[EXTRACT]
◇ ◇ ◇ ◇
A post shared by Cal (@cf_miniatures)

I had a transient childhood, though not in the way that people usually mean that. My family wasn’t military, and our many moves were mostly contained to the same state. I’d been to six schools by sixth grade (including, weirdly, one twice — I went to the same school for third and fifth grades but a different one for fourth in between). People ask why I moved so much, and the short answer is that when I was born, my parents had no money, and my dad kept taking better jobs until we had money.

In the first house I can remember, we had a big open space for a living room because my family couldn’t afford living room furniture. Grandpa gifted us a Little Tikes Activity Gym one Christmas, but we lived in Florida and the plastic would burn our skin if we tried to play on it in the backyard, so it came into the living room. I recommend this setup, for what it’s worth. A large plastic play cube in the living room is a great place to re-enact Mufasa’s death scene from The Lion King, which my brothers and I did very often, one of us perched on top as Scar and one clinging to the ladder as his betrayed brother about to be hurled onto the carpet below.
◇ ◇ ◇ ◇
[PROBLEMS TO SOLVE]
a) From the childhood passage, set down the text starting with "A post shared" and going on through "we had money.".
b) List every school grade named in the childhood passage.
◇ ◇ ◇ ◇
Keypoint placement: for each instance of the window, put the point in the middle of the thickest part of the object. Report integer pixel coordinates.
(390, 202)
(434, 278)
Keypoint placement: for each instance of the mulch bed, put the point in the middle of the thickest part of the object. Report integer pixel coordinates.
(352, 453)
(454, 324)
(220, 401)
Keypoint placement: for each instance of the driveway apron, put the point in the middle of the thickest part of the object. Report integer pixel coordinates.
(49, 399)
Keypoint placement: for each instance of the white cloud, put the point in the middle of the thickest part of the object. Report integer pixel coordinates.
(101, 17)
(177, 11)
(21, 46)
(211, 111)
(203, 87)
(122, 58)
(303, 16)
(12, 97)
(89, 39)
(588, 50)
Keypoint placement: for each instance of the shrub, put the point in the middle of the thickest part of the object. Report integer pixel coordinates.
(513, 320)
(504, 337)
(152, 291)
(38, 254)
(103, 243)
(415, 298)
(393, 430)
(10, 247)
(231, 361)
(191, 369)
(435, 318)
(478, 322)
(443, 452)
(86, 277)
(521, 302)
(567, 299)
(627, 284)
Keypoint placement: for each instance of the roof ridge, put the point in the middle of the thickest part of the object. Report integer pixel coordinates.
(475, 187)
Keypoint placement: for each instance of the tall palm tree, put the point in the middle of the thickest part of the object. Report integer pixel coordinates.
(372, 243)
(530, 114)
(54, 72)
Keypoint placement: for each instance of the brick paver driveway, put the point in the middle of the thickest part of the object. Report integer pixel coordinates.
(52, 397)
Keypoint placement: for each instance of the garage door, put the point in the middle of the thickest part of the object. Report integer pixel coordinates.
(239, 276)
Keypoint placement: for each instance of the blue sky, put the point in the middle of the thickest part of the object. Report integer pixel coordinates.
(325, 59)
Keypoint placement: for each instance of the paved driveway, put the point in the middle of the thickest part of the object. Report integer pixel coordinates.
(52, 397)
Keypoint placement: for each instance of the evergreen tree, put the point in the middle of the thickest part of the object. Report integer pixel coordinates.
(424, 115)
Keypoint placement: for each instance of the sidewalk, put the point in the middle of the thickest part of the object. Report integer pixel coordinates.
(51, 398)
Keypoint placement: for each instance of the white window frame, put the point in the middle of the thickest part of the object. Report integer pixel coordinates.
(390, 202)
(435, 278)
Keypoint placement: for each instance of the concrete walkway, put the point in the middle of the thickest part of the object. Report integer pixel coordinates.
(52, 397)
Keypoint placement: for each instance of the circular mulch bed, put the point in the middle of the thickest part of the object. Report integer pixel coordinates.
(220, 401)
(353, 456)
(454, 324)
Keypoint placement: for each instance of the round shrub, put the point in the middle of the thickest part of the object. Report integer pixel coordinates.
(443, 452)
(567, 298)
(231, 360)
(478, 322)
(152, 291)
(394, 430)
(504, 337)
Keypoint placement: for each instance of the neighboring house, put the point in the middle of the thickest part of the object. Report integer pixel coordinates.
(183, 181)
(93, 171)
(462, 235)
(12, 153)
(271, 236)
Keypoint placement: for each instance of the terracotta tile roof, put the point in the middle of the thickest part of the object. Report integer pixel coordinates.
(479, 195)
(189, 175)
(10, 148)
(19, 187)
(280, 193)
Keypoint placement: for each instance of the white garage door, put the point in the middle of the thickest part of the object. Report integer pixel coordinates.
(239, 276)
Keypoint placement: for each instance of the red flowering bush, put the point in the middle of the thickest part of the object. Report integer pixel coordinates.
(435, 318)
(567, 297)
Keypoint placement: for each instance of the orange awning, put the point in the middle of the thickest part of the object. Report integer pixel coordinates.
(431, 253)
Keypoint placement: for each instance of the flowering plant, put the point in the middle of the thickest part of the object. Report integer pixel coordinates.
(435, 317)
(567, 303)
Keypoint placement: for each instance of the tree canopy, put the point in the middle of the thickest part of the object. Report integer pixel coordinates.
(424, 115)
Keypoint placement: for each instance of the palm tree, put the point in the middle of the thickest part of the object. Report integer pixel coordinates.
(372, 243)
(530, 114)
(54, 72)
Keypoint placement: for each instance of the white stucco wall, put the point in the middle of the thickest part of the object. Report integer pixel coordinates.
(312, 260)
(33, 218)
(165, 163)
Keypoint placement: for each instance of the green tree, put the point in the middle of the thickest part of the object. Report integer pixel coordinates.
◇ ◇ ◇ ◇
[RESULTS OF THE TASKS]
a)
A post shared by Cal (@cf_miniatures)

I had a transient childhood, though not in the way that people usually mean that. My family wasn’t military, and our many moves were mostly contained to the same state. I’d been to six schools by sixth grade (including, weirdly, one twice — I went to the same school for third and fifth grades but a different one for fourth in between). People ask why I moved so much, and the short answer is that when I was born, my parents had no money, and my dad kept taking better jobs until we had money.

b) sixth grade, third grade, fifth grade, fourth grade